__TO DO__. Reproduce the records below exactly, but leave their pictures out of the copy.

((

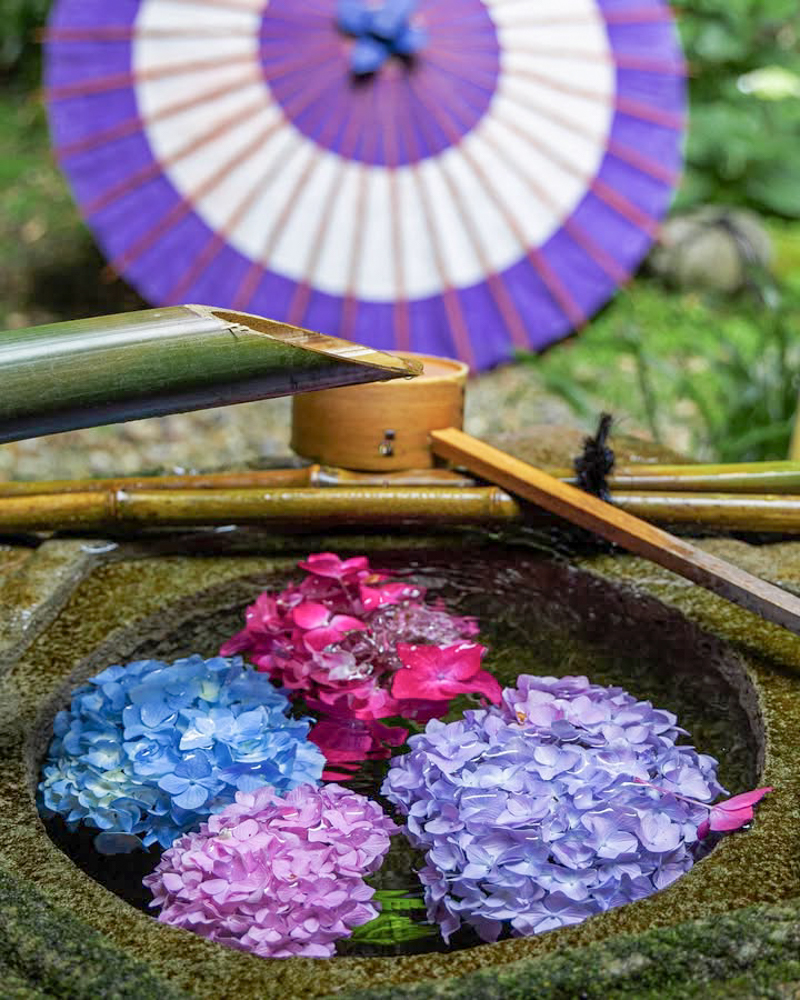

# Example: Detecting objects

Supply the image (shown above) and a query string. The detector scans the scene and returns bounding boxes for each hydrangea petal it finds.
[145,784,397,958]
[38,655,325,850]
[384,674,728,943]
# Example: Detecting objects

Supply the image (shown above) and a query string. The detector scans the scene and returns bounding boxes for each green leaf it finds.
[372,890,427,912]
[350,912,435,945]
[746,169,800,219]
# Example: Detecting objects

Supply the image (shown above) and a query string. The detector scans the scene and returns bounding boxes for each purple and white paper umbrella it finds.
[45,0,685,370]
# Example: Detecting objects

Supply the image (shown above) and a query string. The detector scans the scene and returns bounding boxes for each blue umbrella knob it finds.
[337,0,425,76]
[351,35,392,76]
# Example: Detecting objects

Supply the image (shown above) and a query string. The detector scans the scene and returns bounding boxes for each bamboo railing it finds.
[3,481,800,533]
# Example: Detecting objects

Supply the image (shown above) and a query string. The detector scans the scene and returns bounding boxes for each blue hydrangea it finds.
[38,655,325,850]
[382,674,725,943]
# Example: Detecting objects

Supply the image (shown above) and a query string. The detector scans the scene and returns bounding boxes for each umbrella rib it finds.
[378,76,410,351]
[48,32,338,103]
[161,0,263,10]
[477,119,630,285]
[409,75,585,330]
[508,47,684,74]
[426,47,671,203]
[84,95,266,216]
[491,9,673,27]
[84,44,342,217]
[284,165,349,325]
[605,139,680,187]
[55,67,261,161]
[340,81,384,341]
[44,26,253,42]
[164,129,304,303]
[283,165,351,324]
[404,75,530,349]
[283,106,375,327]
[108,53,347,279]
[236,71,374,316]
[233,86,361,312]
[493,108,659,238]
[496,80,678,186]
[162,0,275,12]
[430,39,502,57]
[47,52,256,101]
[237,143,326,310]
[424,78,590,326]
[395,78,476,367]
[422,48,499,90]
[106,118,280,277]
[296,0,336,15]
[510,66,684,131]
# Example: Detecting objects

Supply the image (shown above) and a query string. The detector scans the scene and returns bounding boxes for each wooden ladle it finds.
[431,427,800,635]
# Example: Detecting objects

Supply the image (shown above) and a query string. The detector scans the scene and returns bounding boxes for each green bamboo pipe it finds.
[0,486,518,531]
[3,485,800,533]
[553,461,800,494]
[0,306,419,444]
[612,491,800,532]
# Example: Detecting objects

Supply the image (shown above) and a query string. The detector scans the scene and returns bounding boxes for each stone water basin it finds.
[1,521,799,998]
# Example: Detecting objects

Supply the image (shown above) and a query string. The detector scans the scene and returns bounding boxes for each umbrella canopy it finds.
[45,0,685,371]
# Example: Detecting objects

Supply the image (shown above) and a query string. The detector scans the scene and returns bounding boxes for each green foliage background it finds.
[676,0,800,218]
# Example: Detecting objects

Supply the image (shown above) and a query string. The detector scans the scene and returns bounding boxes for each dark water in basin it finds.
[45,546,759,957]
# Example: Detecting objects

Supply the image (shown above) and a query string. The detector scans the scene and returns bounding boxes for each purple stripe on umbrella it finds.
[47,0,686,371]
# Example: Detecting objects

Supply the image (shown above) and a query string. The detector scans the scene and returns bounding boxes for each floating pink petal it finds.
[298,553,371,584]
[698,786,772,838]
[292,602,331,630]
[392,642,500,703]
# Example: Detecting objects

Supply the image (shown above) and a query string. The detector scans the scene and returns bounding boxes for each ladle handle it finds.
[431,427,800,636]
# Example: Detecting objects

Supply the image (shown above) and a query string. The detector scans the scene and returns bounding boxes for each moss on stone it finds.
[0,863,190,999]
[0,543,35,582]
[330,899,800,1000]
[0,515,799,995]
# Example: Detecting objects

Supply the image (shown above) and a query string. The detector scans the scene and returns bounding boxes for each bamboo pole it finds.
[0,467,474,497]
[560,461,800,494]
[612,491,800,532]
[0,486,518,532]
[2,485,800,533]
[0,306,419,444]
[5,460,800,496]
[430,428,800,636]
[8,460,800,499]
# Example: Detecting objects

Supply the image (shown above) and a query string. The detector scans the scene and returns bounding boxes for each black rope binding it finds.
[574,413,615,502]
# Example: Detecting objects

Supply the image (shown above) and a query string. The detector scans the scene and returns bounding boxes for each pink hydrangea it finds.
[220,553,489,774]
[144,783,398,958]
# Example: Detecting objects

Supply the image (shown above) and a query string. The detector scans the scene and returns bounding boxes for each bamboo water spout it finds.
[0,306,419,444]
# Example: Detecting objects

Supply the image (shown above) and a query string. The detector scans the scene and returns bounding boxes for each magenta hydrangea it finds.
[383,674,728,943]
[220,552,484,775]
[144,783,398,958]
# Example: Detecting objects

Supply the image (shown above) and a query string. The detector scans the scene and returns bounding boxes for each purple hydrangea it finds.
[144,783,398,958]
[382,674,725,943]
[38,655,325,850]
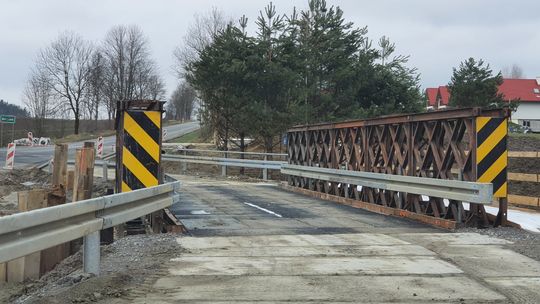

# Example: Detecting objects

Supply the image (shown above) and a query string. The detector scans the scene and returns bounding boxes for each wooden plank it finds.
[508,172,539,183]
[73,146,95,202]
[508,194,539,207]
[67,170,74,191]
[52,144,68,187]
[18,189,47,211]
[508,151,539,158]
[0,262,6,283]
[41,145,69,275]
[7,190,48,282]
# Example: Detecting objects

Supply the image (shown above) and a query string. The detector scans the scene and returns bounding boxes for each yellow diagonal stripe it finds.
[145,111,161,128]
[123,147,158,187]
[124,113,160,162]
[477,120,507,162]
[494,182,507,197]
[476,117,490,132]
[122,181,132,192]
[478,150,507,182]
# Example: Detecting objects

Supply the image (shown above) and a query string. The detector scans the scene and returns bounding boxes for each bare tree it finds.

))

__WRITTEN ANSWER__.
# Example: Detecting objects

Supply the image (shown above) and a query string. The detector scans the scene and returns bounding boxes for each hydrangea petal it finds.
[145,784,397,958]
[38,655,325,850]
[384,674,728,943]
# Example: Detecting objects

Supply the image (shown above) and a query string. The detector scans the scene and returns bounding boxes for each green leaf it finds.
[372,890,427,912]
[350,912,435,945]
[746,169,800,219]
# Example: Detecting objects

Supply the image (shown above) and a query string. The detector scans the scene and returns bounding boxes for each purple and white paper umbrella it finds.
[45,0,685,370]
# Example: Detecting objects

Supply the image (shown above) and a query string. The detector scans the scene and returns bounding boxes for each blue umbrella knob it finds.
[337,0,425,76]
[351,35,392,76]
# Example: Detecting objects

Supply the image (shown above) and a query string. The detector scans the scene and returns bounding boxes for each bamboo railing it finds.
[3,481,800,533]
# Example: Detecting objects

Supply the image (shown above) and a query string. The detector scans the scene and returns bounding boxes for each blue hydrangea it finds.
[38,655,325,850]
[382,674,725,943]
# Example: Detecting objects

Supply the image (shown above) and a query string. The detector scans the scene and returns bounding boxes for each umbrella rib it finds.
[378,76,410,351]
[48,32,338,103]
[161,0,263,10]
[477,119,630,285]
[409,75,585,330]
[508,47,684,74]
[426,47,671,203]
[84,95,266,216]
[491,9,673,27]
[84,44,342,217]
[284,165,349,325]
[605,139,680,187]
[55,67,261,161]
[340,81,384,341]
[44,26,253,42]
[164,129,304,303]
[283,165,351,324]
[404,75,530,349]
[283,106,375,327]
[108,53,347,279]
[236,71,374,316]
[233,86,361,312]
[493,108,659,238]
[496,80,678,186]
[162,0,275,12]
[430,39,502,57]
[47,52,256,101]
[237,143,326,310]
[424,78,590,326]
[395,78,476,367]
[422,48,499,90]
[106,118,280,277]
[296,0,336,15]
[510,66,684,131]
# Example: Detecting objects

Supply the image (shown above) and a query string. The detector scans the scene and returns bounding boxes for each wooden ladle it finds.
[431,427,800,635]
# Example: Detecting objects

Supply the image (shown above) and a query string. The detector scans the scene and returns bounding boxes for each green bamboo pipe it finds.
[0,486,518,531]
[3,485,800,533]
[553,461,800,494]
[0,306,419,444]
[612,491,800,532]
# Example: Detecting objects

Supply the image (shown above) and a query string. The detector scans the scene and returns bounding boxes for each stone water basin it finds.
[1,521,799,998]
# Example: Detecting objects

Supply the image (shown above) and a query string. The detector scans the scene and returns bounding boxes for each umbrella canopy it finds.
[45,0,685,371]
# Example: Detecting objects

Supply the image (shown above) and a query string. The detector scans the scene and returns bounding boxes for each green foliage background it finds.
[676,0,800,218]
# Example: Detecting objects

Supply the image (shown above) and a query string. The detector scans the scene and returns bounding boxes for each dark water in basin it finds.
[45,546,759,957]
# Example: Detecting objects

Supply the image (shown above) and a query string. The detector scans the scene and returns bounding boxes for each purple stripe on umbrella it finds.
[47,0,686,371]
# Example: Detecting objects

Supply the image (shown above) and a query string. The detector scans the scene and returns bounding boxes for each floating pink petal it finds.
[298,553,371,584]
[698,786,772,838]
[292,602,331,630]
[392,642,500,703]
# Example: Detecting objects

Supply the image (shown above) and a query string. The detector scans the scene and returns bounding boxes for each ladle handle it finds.
[431,427,800,636]
# Example: Detecting objects

Supply the image (shown above) and a query string. The detector scans the scene and returns bounding boxes for each moss on stone it finds.
[0,863,190,999]
[0,543,35,582]
[330,899,800,1000]
[0,515,799,995]
# Example: Detecting objects

Supply the image (shown above) and a query string. The detector scans the scene and returns bounding boxes for each bamboo pole it finds.
[0,467,474,497]
[560,461,800,494]
[612,491,800,532]
[0,486,518,532]
[2,485,800,533]
[0,306,419,444]
[5,460,800,496]
[430,428,800,636]
[8,460,800,499]
# Example: Detecting objects

Supply the image (shown above) and a query string. The detector scans the scene and returns bounding boxes for each black rope binding it finds.
[574,413,615,502]
# Example: Detecting objects

Supply the image (shown above) and a query string. The detector scans the scene and returns bounding boxes for each pink hydrangea it finds.
[220,553,489,774]
[144,783,398,958]
# Example: Detecting objects

Supply the image (shown above) and a query string. The detector scans the scene and returns bounding boxes for each bamboo water spout it finds.
[0,306,419,444]
# Example: Detecting objects

Supply the image (shown above) and a query string. The detector scans the scene and returns bounding boxes for each magenta hydrangea it finds.
[383,674,728,943]
[220,552,484,775]
[144,783,398,958]
# Example: Detecting objects

Supply the image (shown above) and a query string. The detector scans the scene and returns bounding boxes for each purple hydrangea it finds.
[144,783,398,958]
[382,674,725,943]
[38,655,325,850]

# Example: Detecting objects

Supply the image (shown above) and a query string. The detector scans the scene and returns bounding boxes for each wooden plank it finds.
[508,172,539,183]
[73,146,95,202]
[508,194,539,207]
[67,170,74,191]
[52,144,68,187]
[18,189,47,211]
[508,151,539,158]
[0,262,6,283]
[41,145,69,275]
[7,190,48,282]
# Example: Detecting objects

Supply the image (shown above) and a query string. The detector scans the scene and returns bounding boxes for each yellow diagonal stripe it finds.
[145,111,161,128]
[123,147,158,187]
[124,113,160,162]
[477,120,507,162]
[494,182,507,197]
[476,117,490,132]
[122,181,132,192]
[478,150,507,182]
# Example: Detecting objects

Supply the image (shown above) and a query string. The detector scans the scene and returns bounding boxes for each bare tree it finds.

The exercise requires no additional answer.